Félix Eugène Chemalé, un des fondateurs de l’Association internationale des travailleurs en France, représentant de l’école mutualiste (je cite Lefrançais) a écrit deux articles pour Le Peuple. Il a participé au grand mouvement de réunions publiques de la fin de l’empire, en application de la loi du 8 juin 1868. Je continue à citer Lefrançais, qui le décrit ainsi (au milieu d’un groupe d’orateurs):

Chemalé, commis d’architecte, neveu de Georges Duchêne. Un accident qui lui a fait perdre un doigt de la main droite l’a obligé à quitter l’état de forgeron qu’il avait d’abord appris avec son père — aux environs de Tours, où il est né.

Petit, sec, nerveux, Chemalé est doué d’une volonté qui peut le rendre promptement propre à ce qu’il veut entreprendre. Il possède de merveilleuses facultés d’assimilation. Il a l’esprit subtil, souple et délié comme un Normand ou un Bisontin. C’est le juriste du groupe. Il parle avec une grande précision; mais, bien que depuis peu d’années à Paris, il a pris les défauts du gavroche. Il est narquois et brutal jusqu’à la grossièreté et se fait souvent retirer la parole en froissant les susceptibilités parfois très légitimes de l’auditoire.

Lefrançais est sévère, comme souvent. Dans ce cas, il faut savoir que les réunions publiques ont vu beaucoup d’affrontements entre les « mutualistes » (dont Chemalé était) et les « communistes » (dont Lefrançais était).

:: Énoncé ::
Transcrivez sans rien modifier le passage du texte sur Chemalé qui s'ouvre sur les mots contenant « Lefrançais est sévère, comme » et se ferme sur « (dont Lefrançais était). ». Les enregistrements ne sont d'aucune utilité pour ce travail.

:: Enregistrements extraits ::
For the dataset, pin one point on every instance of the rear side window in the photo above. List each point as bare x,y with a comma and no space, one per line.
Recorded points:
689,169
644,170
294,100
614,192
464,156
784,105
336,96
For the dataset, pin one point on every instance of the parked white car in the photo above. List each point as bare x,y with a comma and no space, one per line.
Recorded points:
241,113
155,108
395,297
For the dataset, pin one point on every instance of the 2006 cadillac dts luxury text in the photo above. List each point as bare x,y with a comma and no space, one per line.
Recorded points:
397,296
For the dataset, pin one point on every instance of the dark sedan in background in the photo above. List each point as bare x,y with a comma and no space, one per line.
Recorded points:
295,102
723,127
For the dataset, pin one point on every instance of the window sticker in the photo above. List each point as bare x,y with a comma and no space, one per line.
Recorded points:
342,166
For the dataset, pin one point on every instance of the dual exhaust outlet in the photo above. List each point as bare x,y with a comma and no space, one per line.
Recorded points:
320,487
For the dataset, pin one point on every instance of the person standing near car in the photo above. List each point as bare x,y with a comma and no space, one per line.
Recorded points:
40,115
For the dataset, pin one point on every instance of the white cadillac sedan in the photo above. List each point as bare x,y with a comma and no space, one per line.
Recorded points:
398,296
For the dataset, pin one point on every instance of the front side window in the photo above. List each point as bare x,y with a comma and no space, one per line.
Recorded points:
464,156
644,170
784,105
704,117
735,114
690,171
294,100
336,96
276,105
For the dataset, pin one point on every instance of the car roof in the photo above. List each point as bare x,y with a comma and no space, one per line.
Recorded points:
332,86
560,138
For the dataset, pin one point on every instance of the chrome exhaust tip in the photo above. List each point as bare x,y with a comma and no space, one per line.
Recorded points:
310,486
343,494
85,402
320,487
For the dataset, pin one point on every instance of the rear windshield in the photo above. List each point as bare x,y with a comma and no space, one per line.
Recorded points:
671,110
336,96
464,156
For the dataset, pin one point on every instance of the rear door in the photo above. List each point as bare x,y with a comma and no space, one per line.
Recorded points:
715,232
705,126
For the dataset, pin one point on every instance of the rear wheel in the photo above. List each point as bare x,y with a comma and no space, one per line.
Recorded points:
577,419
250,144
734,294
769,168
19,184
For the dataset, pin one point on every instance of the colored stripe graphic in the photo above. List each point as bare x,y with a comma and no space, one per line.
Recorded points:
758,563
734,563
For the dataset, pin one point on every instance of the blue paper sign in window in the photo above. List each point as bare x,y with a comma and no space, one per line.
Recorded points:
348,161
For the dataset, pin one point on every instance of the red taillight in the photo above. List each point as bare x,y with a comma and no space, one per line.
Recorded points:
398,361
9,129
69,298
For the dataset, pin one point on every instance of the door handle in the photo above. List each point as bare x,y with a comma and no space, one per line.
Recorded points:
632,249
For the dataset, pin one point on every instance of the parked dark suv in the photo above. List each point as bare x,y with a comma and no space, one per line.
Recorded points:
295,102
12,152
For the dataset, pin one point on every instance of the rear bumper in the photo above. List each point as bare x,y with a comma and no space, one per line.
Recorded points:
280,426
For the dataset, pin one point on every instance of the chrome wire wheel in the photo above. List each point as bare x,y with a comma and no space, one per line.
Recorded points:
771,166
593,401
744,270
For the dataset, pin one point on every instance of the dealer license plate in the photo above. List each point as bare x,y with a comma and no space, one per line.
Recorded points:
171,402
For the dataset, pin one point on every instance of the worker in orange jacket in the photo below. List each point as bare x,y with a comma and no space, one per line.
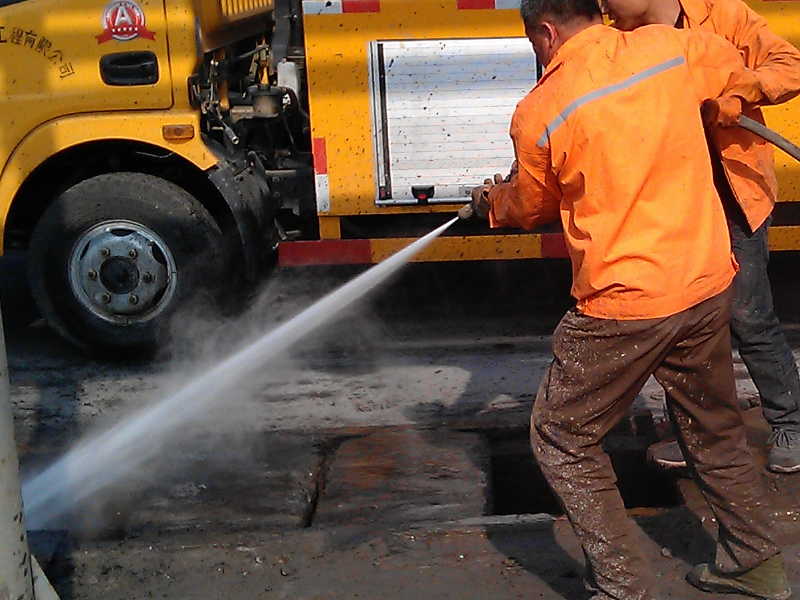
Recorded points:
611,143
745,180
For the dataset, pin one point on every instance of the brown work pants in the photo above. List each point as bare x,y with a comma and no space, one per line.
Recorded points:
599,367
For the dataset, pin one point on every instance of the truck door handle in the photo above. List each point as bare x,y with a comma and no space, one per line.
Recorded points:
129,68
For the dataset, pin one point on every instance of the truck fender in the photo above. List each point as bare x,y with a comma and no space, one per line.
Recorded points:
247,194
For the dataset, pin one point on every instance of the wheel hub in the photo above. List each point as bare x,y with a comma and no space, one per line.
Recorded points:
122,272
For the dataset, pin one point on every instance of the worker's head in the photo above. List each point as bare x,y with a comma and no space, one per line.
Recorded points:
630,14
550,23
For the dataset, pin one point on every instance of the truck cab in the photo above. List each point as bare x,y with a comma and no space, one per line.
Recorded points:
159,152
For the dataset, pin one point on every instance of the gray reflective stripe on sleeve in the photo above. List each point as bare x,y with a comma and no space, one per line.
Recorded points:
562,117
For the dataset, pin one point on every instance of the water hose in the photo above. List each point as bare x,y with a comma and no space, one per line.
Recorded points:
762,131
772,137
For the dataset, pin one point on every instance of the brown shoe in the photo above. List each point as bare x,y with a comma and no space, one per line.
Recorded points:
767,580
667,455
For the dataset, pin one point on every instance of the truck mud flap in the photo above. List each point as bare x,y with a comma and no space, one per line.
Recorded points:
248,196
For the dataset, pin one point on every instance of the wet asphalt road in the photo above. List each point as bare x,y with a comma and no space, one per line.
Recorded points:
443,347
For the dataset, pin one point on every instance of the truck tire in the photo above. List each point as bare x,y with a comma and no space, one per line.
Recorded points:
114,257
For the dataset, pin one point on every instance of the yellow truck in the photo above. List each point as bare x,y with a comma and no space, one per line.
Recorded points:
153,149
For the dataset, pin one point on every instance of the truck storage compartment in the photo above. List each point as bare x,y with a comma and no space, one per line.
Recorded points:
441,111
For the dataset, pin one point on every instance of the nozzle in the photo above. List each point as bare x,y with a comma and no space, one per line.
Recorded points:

:: Corrigé ::
Lefrançais est sévère, comme souvent. Dans ce cas, il faut savoir que les réunions publiques ont vu beaucoup d’affrontements entre les « mutualistes » (dont Chemalé était) et les « communistes » (dont Lefrançais était).